§ PAGE EXCERPT
Ghanaians are voting in elections in which President Nana Akufo-Addo and his main rival, former president John Mahama, are offering plans to help the economy rebound from its first quarterly contraction in nearly 40 years.
Eyes are on the West African economic powerhouse to see if it can maintain its standing as a bastion of democracy in the unstable region where election disputes this year have fanned fears of a slide back into authoritarianism.
There are 12 presidential candidates, but most voters are likely to choose between Akufo-Addo and his New Patriotic Party, and Mahama’s National Democratic Congress, which have alternated in power since 1992.
A new parliament will also be elected.
Last year Ghana emerged from a three-year lending program with the International Monetary Fund only for the new coronavirus to knock demand for its key exports of oil and cocoa.
If re-elected for a second four-year term, Akufo-Addo is promising to push ahead with a $US17 billion recovery program to boost jobs, while Mahama’s keystone pledge is a $US10 billion infrastructure plan.

§ WORK TO COMPLETE
Pick up the article on Ghana's election after its final sentence and continue it.

§ EXCERPTED DATA
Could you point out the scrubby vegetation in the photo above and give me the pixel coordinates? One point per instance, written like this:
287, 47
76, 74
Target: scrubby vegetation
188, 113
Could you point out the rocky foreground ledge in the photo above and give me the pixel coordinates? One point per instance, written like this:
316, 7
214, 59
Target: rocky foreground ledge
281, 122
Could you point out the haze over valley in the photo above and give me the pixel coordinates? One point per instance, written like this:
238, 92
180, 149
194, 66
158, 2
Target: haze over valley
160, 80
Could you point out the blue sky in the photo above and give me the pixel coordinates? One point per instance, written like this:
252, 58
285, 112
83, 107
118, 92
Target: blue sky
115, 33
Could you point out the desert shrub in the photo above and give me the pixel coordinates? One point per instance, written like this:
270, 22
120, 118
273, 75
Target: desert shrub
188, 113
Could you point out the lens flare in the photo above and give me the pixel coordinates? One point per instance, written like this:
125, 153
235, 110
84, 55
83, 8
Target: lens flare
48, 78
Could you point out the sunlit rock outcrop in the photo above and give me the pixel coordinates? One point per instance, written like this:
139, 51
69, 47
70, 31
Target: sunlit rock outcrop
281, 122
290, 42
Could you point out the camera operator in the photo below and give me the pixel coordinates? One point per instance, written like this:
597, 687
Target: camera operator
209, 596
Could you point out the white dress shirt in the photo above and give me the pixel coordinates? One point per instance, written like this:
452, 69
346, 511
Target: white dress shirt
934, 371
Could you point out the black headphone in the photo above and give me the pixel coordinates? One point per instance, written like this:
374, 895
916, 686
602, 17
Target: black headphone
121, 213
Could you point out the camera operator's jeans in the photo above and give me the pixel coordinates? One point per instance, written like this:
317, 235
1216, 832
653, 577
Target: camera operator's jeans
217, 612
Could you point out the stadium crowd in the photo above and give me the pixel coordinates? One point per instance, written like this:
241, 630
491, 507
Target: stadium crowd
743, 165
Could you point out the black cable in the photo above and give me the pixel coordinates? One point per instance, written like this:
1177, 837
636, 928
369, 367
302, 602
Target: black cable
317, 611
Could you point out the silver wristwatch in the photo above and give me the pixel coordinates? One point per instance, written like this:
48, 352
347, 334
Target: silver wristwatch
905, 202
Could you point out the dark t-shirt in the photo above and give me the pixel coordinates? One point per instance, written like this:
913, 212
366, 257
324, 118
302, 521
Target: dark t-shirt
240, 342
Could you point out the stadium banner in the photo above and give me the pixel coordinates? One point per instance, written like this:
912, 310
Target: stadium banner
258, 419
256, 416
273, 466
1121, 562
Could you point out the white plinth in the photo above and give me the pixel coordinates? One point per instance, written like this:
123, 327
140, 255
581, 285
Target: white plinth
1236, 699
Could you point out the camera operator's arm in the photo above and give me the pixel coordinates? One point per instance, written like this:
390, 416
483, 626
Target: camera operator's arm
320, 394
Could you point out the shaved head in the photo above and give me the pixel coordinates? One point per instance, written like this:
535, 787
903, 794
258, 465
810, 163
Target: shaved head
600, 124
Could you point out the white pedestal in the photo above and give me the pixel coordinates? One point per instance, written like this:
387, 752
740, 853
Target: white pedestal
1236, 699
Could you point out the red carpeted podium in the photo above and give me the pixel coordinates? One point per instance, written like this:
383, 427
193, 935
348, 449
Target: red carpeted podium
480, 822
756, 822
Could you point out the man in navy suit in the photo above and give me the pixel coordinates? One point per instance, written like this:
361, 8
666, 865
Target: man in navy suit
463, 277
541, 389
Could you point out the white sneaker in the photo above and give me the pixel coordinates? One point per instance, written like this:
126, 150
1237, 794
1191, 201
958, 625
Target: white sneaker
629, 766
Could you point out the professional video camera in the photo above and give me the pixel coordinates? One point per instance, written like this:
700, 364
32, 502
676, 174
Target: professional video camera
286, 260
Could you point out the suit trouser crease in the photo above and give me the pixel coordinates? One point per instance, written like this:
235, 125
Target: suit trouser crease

§ RESULT FOR THIS TASK
The race is expected to be tight, though commentators say Akufo-Addo has a slight lead based on his performance during the pandemic, in which his administration provided free water and subsidised electricity to households.
“He has brought hope to many Ghanaians through his social interventions. It’s been a difficult year,” said 45-year-old businesswoman Evelyn Amey.
The two sides agreed on Friday to resolve any electoral disputes in court, after fears that unofficial security groups hired by politicians could disrupt the vote.
Results are expected no later than December 10, but will likely come sooner.